Items listed in a dataset:

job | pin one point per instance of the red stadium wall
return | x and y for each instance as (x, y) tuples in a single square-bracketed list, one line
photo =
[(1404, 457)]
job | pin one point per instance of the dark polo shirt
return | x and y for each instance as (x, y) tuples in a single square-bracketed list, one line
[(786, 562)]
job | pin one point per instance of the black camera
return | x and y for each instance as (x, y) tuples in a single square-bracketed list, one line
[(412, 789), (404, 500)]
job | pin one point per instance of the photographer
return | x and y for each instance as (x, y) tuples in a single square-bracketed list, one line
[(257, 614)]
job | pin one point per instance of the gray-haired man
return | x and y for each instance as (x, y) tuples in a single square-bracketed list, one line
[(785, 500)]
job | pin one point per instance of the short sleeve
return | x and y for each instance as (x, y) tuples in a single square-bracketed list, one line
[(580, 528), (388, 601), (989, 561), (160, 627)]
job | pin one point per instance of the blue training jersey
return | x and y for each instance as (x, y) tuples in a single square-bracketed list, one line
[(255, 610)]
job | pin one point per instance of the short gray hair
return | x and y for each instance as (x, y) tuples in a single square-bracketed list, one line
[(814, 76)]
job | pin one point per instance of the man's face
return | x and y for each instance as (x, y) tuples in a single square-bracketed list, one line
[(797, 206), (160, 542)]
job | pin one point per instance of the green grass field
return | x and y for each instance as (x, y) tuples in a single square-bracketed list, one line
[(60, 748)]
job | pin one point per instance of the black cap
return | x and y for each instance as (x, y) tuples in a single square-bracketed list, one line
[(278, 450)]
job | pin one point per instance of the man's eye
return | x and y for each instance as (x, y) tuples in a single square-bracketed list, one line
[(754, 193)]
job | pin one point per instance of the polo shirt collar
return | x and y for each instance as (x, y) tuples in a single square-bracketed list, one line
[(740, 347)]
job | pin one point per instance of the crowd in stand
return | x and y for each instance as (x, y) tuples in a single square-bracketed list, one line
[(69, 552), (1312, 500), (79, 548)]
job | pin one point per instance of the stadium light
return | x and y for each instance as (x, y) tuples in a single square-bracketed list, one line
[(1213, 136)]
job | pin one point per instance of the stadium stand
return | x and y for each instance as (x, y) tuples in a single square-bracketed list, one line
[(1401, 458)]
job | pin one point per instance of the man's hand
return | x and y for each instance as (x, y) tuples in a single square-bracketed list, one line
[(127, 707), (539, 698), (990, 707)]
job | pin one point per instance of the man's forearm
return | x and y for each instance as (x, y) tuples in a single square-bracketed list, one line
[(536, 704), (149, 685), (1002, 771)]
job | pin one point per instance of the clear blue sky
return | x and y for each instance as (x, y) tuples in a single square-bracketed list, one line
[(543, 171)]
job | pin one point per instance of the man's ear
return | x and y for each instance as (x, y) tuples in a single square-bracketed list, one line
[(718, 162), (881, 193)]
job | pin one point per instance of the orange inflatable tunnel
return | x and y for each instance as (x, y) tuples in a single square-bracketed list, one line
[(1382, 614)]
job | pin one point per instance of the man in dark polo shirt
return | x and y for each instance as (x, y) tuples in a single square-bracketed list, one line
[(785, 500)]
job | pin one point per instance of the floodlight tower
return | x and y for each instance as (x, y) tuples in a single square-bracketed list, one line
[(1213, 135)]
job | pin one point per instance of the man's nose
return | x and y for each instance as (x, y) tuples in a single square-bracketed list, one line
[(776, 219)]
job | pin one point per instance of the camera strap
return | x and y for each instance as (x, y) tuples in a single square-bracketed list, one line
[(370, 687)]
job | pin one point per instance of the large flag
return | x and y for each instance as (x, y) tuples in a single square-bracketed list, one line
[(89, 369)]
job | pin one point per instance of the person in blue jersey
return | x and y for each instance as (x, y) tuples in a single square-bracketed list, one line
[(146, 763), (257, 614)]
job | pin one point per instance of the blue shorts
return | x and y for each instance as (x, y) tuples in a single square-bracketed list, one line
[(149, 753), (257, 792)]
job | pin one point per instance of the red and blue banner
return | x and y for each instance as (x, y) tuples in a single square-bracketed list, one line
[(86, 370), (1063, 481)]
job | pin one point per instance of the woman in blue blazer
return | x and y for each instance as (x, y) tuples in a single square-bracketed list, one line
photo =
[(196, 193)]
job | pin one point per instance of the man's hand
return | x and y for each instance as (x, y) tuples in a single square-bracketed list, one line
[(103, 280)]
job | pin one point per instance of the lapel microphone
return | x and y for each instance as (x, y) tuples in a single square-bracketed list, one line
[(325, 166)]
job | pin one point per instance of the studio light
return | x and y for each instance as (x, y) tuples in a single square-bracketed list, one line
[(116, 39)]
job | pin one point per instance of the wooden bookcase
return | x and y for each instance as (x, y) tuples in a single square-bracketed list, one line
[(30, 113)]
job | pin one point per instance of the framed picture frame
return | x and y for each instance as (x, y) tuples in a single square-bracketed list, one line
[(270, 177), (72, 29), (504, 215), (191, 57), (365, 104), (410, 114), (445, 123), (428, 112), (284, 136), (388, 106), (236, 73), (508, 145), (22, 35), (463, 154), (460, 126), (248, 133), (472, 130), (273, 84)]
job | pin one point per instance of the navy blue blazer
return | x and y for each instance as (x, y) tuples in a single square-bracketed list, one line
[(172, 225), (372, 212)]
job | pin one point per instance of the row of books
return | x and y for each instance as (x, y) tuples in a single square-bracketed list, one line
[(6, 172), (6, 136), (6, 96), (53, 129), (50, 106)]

= Exercise prompt =
Each record above has to be repeated word for word.

= Answer to this problem =
job | pin one point per instance of the red stadium wall
return | x and y for each instance as (x, y) tuples in a single square-bracketed list, one line
photo =
[(1404, 457)]
job | pin one point per instance of the dark polo shirt
return | x and y for each instance as (x, y) tuples in a single square-bracketed list, one line
[(786, 562)]
job | pin one point per instance of the black camera
return | x and y for each instance as (x, y) tuples in a single square-bracketed list, one line
[(412, 789), (404, 500)]
job | pin one point per instance of the photographer
return | x and y for each instance as (x, y) tuples in a single square-bracketed list, one line
[(257, 614)]
job | pin one point per instance of the gray-haired man
return | x and y for each instance as (x, y) tuples in a single square-bracketed list, one line
[(785, 500)]
job | pin one point per instance of the short sleeve
return | x and y for each instance as (x, y) tuples in a single square-bracketed list, one line
[(580, 528), (388, 601), (989, 561), (160, 627)]
job | pin one point per instance of the blue training jersey
return | x and y for each instance as (x, y) tuples in a single square-bracketed list, one line
[(255, 610)]
job | pin one point per instance of the short gray hair
return | x and y for each instance as (x, y) tuples in a single square-bracketed list, one line
[(814, 76)]
job | pin one point per instance of the man's face
return | x and y for each instance as (x, y) tuples in a single square-bracketed list, one line
[(797, 206), (160, 542)]
job | pin one point per instance of the green grass field
return | x and y for each instance as (x, y) tuples in a single square-bracketed list, one line
[(60, 748)]
job | pin one point per instance of the black cap
return | x and y for each instance as (x, y) tuples in a single square-bracketed list, one line
[(278, 450)]
job | pin one point per instance of the man's eye
return | x and y for each instance as (x, y) tuples in a single square-bracketed list, one line
[(754, 193)]
job | pin one point per instance of the polo shirt collar
return | x and y for each instance as (x, y) tuples in a single square-bracketed list, one line
[(740, 347)]
job | pin one point per instance of the crowd in stand
return | x and y for each instance as (x, y) tuples in a single square-bracketed list, one line
[(69, 552), (1312, 500), (79, 548)]
job | pin one point per instance of the stadium light
return | x and y for each instance as (x, y) tuples in a single square-bracketed list, one line
[(1213, 136)]
job | pin one point per instance of the stadium stand
return | x and y for each instance as (x, y) tuples in a single square-bracketed list, one line
[(1401, 458)]
job | pin one point per instance of the man's hand
return | x and y for each instance as (x, y) tuples in a single square-bracketed list, one line
[(127, 707), (539, 698), (990, 707)]
job | pin one point per instance of the man's forearm
return | x and y for each instance as (x, y) tuples in a single square-bracketed list, one line
[(536, 704), (149, 685), (1002, 771)]
job | pin one point per instance of the clear blue sky
return | x and y for each instance as (x, y) tuples in a single square-bracketed list, one line
[(543, 171)]
job | pin one point per instance of the man's ear
return | x and y for each instance as (x, y) tuples in a single square-bracketed list, one line
[(718, 162), (881, 193)]
job | pin one point per instance of the orange inflatable tunnel
return | x and y for each instance as (x, y) tuples in a single square-bracketed list, one line
[(1382, 614)]
job | pin one point per instance of the man in dark polo shirt
return | x and y for each instance as (x, y) tuples in a single square-bracketed list, one line
[(785, 500)]
job | pin one point per instance of the floodlight tower
return | x and y for each instance as (x, y) tuples in a single square-bracketed list, one line
[(1213, 135)]
job | pin one point per instance of the man's nose
return | x and y for each instance as (x, y) tuples in a single square-bracketed list, one line
[(776, 219)]
job | pin one point per instance of the camera strap
return | x and y for each instance as (x, y) tuples in a single square-bracketed list, one line
[(370, 687)]
job | pin one point per instance of the large flag
return | x and y for each instance as (x, y) tuples in a single square-bracketed list, one line
[(89, 369)]
job | pin one point per instance of the person in blue jersey
return | x and y for each instance as (x, y) tuples in a single square-bracketed list, one line
[(146, 763), (257, 614)]
job | pin one point per instance of the blue shorts
return | x and y for each instance as (x, y) tuples in a single square-bracketed list, one line
[(149, 753), (257, 792)]
job | pin one point per instance of the red and blue banner
return | x and y for each instance as (x, y) tuples in a single square-bracketed list, one line
[(86, 370), (1063, 481)]
job | pin one point per instance of the woman in blue blazer
return | x and y for each instance as (x, y) tuples in a single square-bracketed list, one line
photo =
[(196, 193)]
job | pin one point per instance of the man's hand
return | x and y for each instance as (x, y) tuples in a single square-bracketed list, one line
[(103, 280)]
job | pin one point per instance of the lapel microphone
return | x and y for each instance as (x, y) tuples in a single square-bracketed list, one line
[(325, 166)]
job | pin one point per instance of the studio light
return | x and y for each instance as (x, y) tuples in a single square-bracketed list, one line
[(116, 39)]
job | pin one point per instance of the wooden bookcase
return | x and y for each instance as (x, y) tuples in a single square-bracketed list, one line
[(30, 113)]
job | pin one point per instance of the framed picture frame
return | x and y for each instance as (x, y) tuples in a single square-bracketed list, one line
[(270, 177), (72, 29), (504, 215), (191, 57), (365, 104), (410, 114), (445, 123), (428, 112), (284, 136), (388, 106), (236, 73), (508, 145), (22, 35), (463, 154), (460, 126), (248, 133), (472, 130), (273, 84)]
job | pin one point per instance of the navy blue blazer
return | x and y for each instance as (x, y) tuples in a single square-bracketed list, one line
[(172, 225), (372, 212)]
job | pin one point per instance of the row of books
return | x and y for each instance as (x, y) tuples in a single square-bracketed list, one line
[(6, 172), (6, 136), (6, 96), (53, 129), (50, 106)]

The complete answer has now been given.